* **Consignes à suivre**:
a) Reproduisez à l'identique le passage de l'article sur le défilé de Stuttgart compris entre « Ses membres prennent » et « départ du mouvement. », ces deux segments inclus.
b) Poursuivez l'article sur le défilé de Stuttgart en reprenant juste après sa dernière phrase.

Pour la septième fois, l’Allemagne a vu à Stuttgart un défilé de La Manif pour tous locale

Ses membres prennent modèle sur la France, et espèrent parvenir au même retentissement… Pour la septième fois depuis février 2014, la ville allemande, capitale de la région prospère du Bade-Wurtemberg, a vu défiler ce dimanche 21 juin des opposants à la légalisation du mariage homosexuel et à «l’enseignement de l’idéologie du genre et la sexualisation des enfants dans les écoles».

Ce dernier point fait référence à un projet de réforme des programmes scolaires du Bade-Wurtemberg prévue pour la rentrée 2015, en vertu de laquelle les collégiens et les lycéens seraient sensibilisés à la «tolérance de la diversité sexuelle». Il n’en fallait pas plus pour provoquer une levée de boucliers au sein des milieux conservateurs et traditionalistes. Ce fut le point de départ du mouvement.

Lignes d'un jeu de données de pointage d'objets:
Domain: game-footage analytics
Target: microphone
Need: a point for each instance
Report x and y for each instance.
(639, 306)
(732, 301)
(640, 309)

* **Résultats des consignes**:
a)
Ses membres prennent modèle sur la France, et espèrent parvenir au même retentissement… Pour la septième fois depuis février 2014, la ville allemande, capitale de la région prospère du Bade-Wurtemberg, a vu défiler ce dimanche 21 juin des opposants à la légalisation du mariage homosexuel et à «l’enseignement de l’idéologie du genre et la sexualisation des enfants dans les écoles».

Ce dernier point fait référence à un projet de réforme des programmes scolaires du Bade-Wurtemberg prévue pour la rentrée 2015, en vertu de laquelle les collégiens et les lycéens seraient sensibilisés à la «tolérance de la diversité sexuelle». Il n’en fallait pas plus pour provoquer une levée de boucliers au sein des milieux conservateurs et traditionalistes. Ce fut le point de départ du mouvement.

b)
La manifestation de Stuttgart, ouvertement soutenue par le parti populiste et eurosceptique Alternative für Deutschland mais boudée par les grands partis, a poussé le mimétisme jusqu’à se nommer la Demo für Alle, traduction littérale de «la Manif pour tous», et à se doter d’une égérie catholique et cathodique, la journaliste et polémiste Birgit Kelle, 40 ans, mariée, mère de quatre enfants et auteur du pamphlet Gender-gaga: comment une idéologie absurde veut chambouler notre quotidien, paru en mars 2015.

L’admiration pour le modèle français

«Nous avons adopté une identité visuelle et des des logos qui ressemblent à ceux de la Manif pour Tous, en concertation avec eux. Mais nos logos ne sont pas tout à fait identiques», précise la baronne Hedwig von Beverfoerde, fondatrice du mouvement Initiative Familienschutz («initiative pour la protection de la famille») et coordinatrice de la Demo für Alle.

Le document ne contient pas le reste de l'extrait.